----- Supplied information
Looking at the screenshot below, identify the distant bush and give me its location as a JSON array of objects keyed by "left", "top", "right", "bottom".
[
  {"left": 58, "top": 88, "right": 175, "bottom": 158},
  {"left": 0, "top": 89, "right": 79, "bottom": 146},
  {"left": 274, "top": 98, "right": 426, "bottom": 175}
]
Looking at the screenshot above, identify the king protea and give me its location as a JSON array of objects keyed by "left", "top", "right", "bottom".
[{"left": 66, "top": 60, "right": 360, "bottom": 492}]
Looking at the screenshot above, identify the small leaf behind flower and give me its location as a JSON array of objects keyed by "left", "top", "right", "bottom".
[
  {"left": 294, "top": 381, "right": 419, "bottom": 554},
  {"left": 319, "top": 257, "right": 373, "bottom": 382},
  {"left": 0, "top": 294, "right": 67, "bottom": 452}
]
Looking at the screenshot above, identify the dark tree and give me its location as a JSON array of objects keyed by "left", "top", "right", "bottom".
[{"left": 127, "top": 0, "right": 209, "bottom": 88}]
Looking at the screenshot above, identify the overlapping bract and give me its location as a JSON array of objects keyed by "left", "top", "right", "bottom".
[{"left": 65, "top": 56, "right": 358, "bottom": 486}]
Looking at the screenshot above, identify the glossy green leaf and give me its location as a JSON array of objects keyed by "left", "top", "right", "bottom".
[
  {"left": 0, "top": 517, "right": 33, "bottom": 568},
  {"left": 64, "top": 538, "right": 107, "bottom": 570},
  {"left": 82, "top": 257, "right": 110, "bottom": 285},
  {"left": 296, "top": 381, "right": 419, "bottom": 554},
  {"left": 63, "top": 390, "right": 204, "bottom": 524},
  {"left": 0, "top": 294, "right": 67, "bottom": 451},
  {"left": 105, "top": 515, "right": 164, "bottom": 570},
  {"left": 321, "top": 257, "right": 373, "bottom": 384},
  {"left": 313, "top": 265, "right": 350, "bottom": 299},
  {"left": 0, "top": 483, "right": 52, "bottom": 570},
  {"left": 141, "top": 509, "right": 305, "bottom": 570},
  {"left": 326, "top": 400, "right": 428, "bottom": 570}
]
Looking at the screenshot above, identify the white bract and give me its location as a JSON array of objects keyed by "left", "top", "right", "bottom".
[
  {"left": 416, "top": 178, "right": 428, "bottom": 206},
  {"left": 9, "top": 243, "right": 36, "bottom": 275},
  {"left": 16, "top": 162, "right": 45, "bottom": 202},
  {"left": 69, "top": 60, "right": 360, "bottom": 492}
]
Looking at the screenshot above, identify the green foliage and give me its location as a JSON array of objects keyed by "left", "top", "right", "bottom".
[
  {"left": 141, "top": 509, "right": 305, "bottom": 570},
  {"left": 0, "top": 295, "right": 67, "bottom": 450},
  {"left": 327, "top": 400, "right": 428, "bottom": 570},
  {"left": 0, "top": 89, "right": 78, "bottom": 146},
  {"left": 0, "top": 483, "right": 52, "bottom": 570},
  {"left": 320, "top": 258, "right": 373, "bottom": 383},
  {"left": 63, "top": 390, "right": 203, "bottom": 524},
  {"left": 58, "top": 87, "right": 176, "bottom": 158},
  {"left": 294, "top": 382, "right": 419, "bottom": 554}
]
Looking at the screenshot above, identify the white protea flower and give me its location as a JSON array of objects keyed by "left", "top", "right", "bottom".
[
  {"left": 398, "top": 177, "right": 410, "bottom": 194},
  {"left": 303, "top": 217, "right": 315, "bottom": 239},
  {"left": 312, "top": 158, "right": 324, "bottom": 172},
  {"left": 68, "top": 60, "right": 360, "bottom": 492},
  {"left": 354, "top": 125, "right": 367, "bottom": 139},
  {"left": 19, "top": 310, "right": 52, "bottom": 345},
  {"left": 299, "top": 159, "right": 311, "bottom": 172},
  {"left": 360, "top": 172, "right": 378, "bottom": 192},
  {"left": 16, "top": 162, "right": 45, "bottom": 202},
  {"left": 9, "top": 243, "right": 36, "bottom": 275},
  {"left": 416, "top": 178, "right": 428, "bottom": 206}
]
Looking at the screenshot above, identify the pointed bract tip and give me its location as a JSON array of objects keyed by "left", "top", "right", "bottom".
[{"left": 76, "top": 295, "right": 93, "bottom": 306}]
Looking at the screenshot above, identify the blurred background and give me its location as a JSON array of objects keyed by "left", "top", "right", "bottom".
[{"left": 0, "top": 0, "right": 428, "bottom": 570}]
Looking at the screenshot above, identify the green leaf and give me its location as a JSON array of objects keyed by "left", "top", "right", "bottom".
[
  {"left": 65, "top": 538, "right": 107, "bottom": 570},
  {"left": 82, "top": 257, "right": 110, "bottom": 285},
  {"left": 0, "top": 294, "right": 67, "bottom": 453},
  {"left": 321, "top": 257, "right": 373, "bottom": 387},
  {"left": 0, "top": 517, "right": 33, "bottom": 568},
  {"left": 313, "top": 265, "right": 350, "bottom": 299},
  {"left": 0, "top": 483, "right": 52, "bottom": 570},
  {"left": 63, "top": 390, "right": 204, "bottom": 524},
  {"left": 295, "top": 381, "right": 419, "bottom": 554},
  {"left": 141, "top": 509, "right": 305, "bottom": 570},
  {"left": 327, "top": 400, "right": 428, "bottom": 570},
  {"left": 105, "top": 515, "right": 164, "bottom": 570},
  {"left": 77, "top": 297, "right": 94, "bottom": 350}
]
----------
How many lines of the listing above contain the string "flower"? Case matters. Reply with the number alone.

2